More Than 100 Family Members of Victims of Police Violence Gathered for the National Mother’s March in St. Paul, Minn.

Protesters gathered for the National Mother’s March and Weekend Against Police Violence on Sunday, July 12.
Protesters gathered for the National Mother’s March and Weekend Against Police Violence on Sunday, July 12.
Screenshot: WCCO 4 (YouTube

More than a thousand people participated in the National Mother’s March and Weekend Against Police Violence by marching to the Minnesota State Capitol on Sunday. Those demonstrators included the family members of more than 100 victims of police violence who had come from all over the country to join the protest in St. Paul.


CBS Minnesota reports that a number of family members of citizens who lost their lives at the hands of police officers spoke at the event. Those speakers included Ashley Quinones whose husband, 30-year-old Brian Quinones, was fatally shot by police officers last September when he exited his car holding a knife after leading police in a chase which he live-streamed from inside his car.

“It’s the crappiest club that you could ever be a part of, but it’s the most needed club to be a part of,” Ashley said during the march. “We are tired of not getting the justice our families deserve.”

Some of the protesters were calling for their loved ones’ cases to be reopened after the cops who killed them weren’t charged.

“Unfortunately, these are not isolated incidents. It’s systemically happening and it needs to stop,” Tawanda Jones, who came from Baltimore to speak on behalf of her brother Tyrone West, said. “I could go on all day and wouldn’t have enough breath in my body to call out every victim’s name.”

An autopsy on West concluded that he died of “cardiac arrhythmia due to cardiac conduction system abnormality, complicated by dehydration” after a fight with police officers in 2013.

“Ten officers on one unarmed man equals murder, and that’s what they did,” Jones said at the time. Of course, prosecutors didn’t see it that way and declined to file charges.

## Supplied records
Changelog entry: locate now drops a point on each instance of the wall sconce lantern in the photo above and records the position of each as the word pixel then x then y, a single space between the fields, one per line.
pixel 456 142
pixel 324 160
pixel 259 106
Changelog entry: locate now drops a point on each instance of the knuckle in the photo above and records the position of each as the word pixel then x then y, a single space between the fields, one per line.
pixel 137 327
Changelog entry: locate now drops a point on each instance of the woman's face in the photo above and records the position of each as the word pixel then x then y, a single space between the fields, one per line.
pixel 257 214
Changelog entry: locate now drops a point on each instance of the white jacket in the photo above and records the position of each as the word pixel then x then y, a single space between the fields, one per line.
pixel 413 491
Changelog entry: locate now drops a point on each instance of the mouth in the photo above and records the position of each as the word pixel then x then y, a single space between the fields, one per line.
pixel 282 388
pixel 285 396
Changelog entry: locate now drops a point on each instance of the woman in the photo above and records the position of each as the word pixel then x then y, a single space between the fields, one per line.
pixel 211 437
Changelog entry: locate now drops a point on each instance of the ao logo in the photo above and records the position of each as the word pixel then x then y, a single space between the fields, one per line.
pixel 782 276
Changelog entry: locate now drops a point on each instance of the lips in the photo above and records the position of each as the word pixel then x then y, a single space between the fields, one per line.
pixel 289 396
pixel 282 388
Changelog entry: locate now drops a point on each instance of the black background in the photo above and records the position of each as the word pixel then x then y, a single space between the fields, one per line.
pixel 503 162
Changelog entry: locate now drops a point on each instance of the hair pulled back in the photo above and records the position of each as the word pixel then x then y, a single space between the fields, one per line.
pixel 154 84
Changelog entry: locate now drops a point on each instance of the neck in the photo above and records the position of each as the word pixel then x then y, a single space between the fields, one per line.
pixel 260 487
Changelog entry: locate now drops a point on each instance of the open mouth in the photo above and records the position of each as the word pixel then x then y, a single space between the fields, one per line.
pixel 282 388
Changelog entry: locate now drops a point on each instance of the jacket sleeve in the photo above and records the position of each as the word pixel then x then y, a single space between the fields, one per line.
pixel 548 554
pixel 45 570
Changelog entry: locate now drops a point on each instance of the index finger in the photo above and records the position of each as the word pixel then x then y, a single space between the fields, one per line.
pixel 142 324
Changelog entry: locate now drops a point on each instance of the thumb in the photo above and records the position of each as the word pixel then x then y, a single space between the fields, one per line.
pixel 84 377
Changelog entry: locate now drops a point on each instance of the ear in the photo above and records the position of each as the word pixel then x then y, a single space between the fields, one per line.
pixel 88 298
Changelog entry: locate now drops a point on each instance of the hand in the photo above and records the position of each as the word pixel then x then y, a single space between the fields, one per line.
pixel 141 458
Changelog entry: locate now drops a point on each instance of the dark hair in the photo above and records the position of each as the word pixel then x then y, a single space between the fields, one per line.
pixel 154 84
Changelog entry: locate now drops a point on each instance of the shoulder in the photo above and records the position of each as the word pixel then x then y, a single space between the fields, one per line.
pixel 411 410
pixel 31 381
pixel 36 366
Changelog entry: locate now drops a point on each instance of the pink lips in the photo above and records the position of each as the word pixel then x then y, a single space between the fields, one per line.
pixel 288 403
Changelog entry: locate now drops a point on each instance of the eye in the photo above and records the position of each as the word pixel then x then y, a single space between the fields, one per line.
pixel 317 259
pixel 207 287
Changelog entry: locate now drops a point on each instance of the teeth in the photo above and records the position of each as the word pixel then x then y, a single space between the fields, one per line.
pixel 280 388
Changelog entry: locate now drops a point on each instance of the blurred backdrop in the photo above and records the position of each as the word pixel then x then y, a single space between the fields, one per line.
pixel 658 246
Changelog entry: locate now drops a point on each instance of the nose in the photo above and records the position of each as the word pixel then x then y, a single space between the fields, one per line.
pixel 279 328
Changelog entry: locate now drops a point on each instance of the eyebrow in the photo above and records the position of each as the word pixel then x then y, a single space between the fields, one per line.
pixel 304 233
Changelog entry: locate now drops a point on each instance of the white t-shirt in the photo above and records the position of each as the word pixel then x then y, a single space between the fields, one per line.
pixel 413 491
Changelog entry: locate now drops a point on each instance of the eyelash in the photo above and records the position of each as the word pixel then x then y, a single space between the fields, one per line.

## Work to complete
Reproduce the passage of the article on the National Mother's March from "Screenshot: WCCO 4" up to and including "inside his car.". The material stands apart from the article on the National Mother's March.

## Task response
Screenshot: WCCO 4 (YouTube

More than a thousand people participated in the National Mother’s March and Weekend Against Police Violence by marching to the Minnesota State Capitol on Sunday. Those demonstrators included the family members of more than 100 victims of police violence who had come from all over the country to join the protest in St. Paul.


CBS Minnesota reports that a number of family members of citizens who lost their lives at the hands of police officers spoke at the event. Those speakers included Ashley Quinones whose husband, 30-year-old Brian Quinones, was fatally shot by police officers last September when he exited his car holding a knife after leading police in a chase which he live-streamed from inside his car.